猫ではないけれど、我が家にはウサギが2匹いる。これがとってもかわいくて!(ほとんど親バカ)、毎日、仕事から帰れば「ナデナデ」、休日も「ナデナデ」、ほったらかしでビデオなど観ていた日には抗議の足ダン(一種の地団駄)をされて機嫌をとるのが大変。それでも彼らがいることで生活は明るくなり、どれだけ癒されていることか。そんなわけでサバとグーグーが麻子先生にとってどれほど大きな存在かというのは、映画で描かれていた以上に大きかったのだろう。

この物語は2つの物語からなっているといってもいいだろう。1つはアシスタントであるナオミ(上野樹里)の成長譚であり、もう1つが麻子先生(小泉今日子)の物語だ。

ナオミは麻子先生に憧れてアシスタントをするが、やがて漫画家としての才能の限界に気付き、彼氏とも別れて、新しい道へと進みだそうとする。そう未来にむかって。

これに対して麻子は「天才」であり数多くの作品を世に出してきた。いくつもの連載をこなし、仕事に追われながら、情熱を込めて生み出された作品は、多くの読書に力を与え、魅了してきた。しかしその一方で彼女は未婚であり、またアシスタントや出版社のスタッフを別にすれば、彼女の理解者といえるのは「サバ」しかいなかったであろう。彼女はひとり「不安」や「寂しさ」を抱え込まねばならなかったのだ。

■ **資料の抜粋**
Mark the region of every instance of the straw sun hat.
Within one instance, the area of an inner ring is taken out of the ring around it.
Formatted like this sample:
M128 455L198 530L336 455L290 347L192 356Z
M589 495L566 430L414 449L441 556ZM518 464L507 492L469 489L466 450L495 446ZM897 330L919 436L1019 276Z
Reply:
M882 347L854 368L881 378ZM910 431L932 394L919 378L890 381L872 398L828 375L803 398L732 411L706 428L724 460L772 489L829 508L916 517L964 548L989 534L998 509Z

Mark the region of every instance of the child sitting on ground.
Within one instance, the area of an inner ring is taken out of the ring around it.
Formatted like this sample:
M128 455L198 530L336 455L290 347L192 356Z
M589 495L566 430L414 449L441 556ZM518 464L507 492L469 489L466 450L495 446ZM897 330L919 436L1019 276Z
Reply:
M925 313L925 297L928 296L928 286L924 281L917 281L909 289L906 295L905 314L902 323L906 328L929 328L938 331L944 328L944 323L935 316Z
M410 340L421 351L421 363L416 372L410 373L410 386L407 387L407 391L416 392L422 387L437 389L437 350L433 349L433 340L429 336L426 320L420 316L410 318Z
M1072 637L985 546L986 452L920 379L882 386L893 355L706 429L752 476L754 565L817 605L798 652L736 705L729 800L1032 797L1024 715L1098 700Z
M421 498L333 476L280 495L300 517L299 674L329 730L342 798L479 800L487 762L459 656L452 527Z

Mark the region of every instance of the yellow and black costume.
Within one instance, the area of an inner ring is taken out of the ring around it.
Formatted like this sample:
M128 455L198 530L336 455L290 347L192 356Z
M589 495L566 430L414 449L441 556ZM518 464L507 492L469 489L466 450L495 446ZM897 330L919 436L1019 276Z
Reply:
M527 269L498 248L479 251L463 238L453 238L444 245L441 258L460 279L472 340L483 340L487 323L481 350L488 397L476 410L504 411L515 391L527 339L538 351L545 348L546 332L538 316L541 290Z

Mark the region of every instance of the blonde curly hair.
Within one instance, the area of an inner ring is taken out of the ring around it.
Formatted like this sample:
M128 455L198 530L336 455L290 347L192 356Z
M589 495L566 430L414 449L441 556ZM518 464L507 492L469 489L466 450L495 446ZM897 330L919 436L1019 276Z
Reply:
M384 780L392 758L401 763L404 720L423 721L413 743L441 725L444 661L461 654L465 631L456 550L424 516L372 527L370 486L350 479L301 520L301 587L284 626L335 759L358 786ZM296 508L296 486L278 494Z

■ **作業内容**
A. 本文の「猫ではないけれど、我が家には」から「先生(小泉今日子)の物語だ。」までを一字一句変えずに書き写してください。
B. 次の(i)~(iii)が本文の内容と合っているかを「はい」か「いいえ」で答え、それぞれ判断の決め手となる本文の語句をそのまま引用してください。(i) 筆者の家ではウサギを2匹飼っている。(ii) ナオミは麻子先生のもとで漫画家としての才能を開花させる。(iii) 麻子は結婚している。

■ **想定される出力**
A.
猫ではないけれど、我が家にはウサギが2匹いる。これがとってもかわいくて!(ほとんど親バカ)、毎日、仕事から帰れば「ナデナデ」、休日も「ナデナデ」、ほったらかしでビデオなど観ていた日には抗議の足ダン(一種の地団駄)をされて機嫌をとるのが大変。それでも彼らがいることで生活は明るくなり、どれだけ癒されていることか。そんなわけでサバとグーグーが麻子先生にとってどれほど大きな存在かというのは、映画で描かれていた以上に大きかったのだろう。

この物語は2つの物語からなっているといってもいいだろう。1つはアシスタントであるナオミ(上野樹里)の成長譚であり、もう1つが麻子先生(小泉今日子)の物語だ。

B.
(i) はい。「我が家にはウサギが2匹いる」
(ii) いいえ。「やがて漫画家としての才能の限界に気付き」
(iii) いいえ。「彼女は未婚であり」